- Extract:
[start]

Sweet and savory tahini dishes usher in the New Year
Open Sesame

Sweet and savory tahini dishes usher in the New Year

In Brooklyn, an Israeli’s artisanal halva and tahini seeds new interest in the fatty but nutritious staple

Brooklyn Sesame’s spreads come in six varieties including pistachio, cocoa, black caraway seeds and toasted coconut. (Julien Zeitouni/JTA)
Brooklyn Sesame’s spreads come in six varieties including pistachio, cocoa, black caraway seeds and toasted coconut. (Julien Zeitouni/JTA)

NEW YORK (JTA) — An expert “raw halva” maker, Shahar Shamir has been creating all-natural sesame spreads — and serving them to friends and family — for years.

So when the native Israeli’s plan to open a Brooklyn cafe hit some snags, he took his friends’ suggestions and started selling his halva spread instead, calling the business Brooklyn Sesame.

In Israel it is common to eat halva or tahini with breakfast, as a snack or for dessert. And while the fat content of tahini has scared away some Americans, growing numbers are realizing that good fats from items like nuts and sesame can produce long-term health benefits and even help with weight loss.

In fact not eating tahini spread actually caused Shahar to gain seven pounds last year, he said. When he took a break from making his tahini spread and there weren’t any open jars lying around, he was tempted to nosh on more caloric foods.

[end]

(Bounding box annotation entries)

[start]

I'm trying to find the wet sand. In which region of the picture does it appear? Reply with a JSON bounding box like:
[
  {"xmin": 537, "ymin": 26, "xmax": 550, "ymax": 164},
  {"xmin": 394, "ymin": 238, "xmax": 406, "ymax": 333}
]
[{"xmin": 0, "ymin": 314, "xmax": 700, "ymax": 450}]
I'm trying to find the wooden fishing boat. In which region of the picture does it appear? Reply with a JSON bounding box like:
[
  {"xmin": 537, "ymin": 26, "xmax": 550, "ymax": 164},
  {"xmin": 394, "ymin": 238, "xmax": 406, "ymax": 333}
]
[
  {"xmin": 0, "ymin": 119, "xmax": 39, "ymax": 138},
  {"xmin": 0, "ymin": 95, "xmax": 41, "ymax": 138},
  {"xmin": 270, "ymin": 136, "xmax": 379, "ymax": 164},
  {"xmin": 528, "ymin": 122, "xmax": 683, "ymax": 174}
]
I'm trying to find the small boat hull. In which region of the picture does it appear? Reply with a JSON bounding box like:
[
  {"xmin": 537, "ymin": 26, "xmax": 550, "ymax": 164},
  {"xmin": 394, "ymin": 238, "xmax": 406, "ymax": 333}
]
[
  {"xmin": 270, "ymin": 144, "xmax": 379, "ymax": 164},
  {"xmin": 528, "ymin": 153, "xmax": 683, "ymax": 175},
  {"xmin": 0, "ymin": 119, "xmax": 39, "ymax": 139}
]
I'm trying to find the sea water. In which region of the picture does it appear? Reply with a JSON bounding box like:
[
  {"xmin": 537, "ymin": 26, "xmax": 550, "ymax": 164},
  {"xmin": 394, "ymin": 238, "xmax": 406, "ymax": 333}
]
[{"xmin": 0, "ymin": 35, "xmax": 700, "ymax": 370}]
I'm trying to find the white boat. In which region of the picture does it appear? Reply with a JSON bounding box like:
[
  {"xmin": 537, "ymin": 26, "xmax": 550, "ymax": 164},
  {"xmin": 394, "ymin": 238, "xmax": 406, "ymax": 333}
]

[end]

- Things to do:
1/ In the article about tahini, how much weight did Shahar Shamir say he gained last year when he stopped making his tahini spread?
2/ Carry on the article about Brooklyn Sesame's tahini and halva spreads, starting after its last sentence.

- Outputs in order:
1/ Seven pounds.

2/
“When I eat my tahini, I am not eating other junk, and I believe sesame and honey are great for digestion,” he said.

Brooklyn Sesame’s spreads come in six varieties including pistachio, cocoa, black caraway seeds and toasted coconut.

Have a halva craving? The halva spreads are available in more than 25 stores in the New York area and one store in Massachusetts, or you can order online.

You can also try whipping up one of Shahar’s signature recipes this holiday season and use some rich, sweet tahini to usher in the New Year.

The following recipes are courtesy of Jorg Thoene, Leah Koenig and Shahar Shamir.

Apple and Coconut Halva Baklava Tarts (Leah Koenig/JTA)
Apple and Coconut Halva Baklava Tarts (Leah Koenig/JTA)


1 small Granny Smith apple, peeled, cored, and finely chopped
Zest of 1 lemon
1 tablespoon fresh lemon juice
1/3 cup packed light brown sugar
1/2 cup finely chopped pistachios
1/2 cup finely chopped walnuts
1 teaspoon cinnamon
1/4 teaspoon cardamom
6 sheets thawed filo dough
6 tablespoons unsalted butter, melted (or substitute vegetable or coconut oil)
1/4 cup Brooklyn Sesame Halva Spread with Toasted Coconut, divided
Honey, for drizzling

Preheat the oven to 400 degrees and set aside a 12-cup muffin tin.

In a bowl, stir together the apple, lemon zest, lemon juice, and brown sugar; let stand for 10 minutes until it gets juicy. Stir in the pistachios, walnuts, cinnamon, and cardamom.

Place 1 sheet of fillo dough on a cutting board (cover the remaining sheets with a damp towel so they do not dry out), and gently brush all over with the melted butter. Place a second sheet on top of the first and continue in this fashion, alternating brushing with butter and stacking fillo sheets until there are 6 layers.

Use a sharp knife to cut the fillo sheet into 12 squares. Arrange 1 square into each well of the muffin tin, pressing it into the bottom and sides.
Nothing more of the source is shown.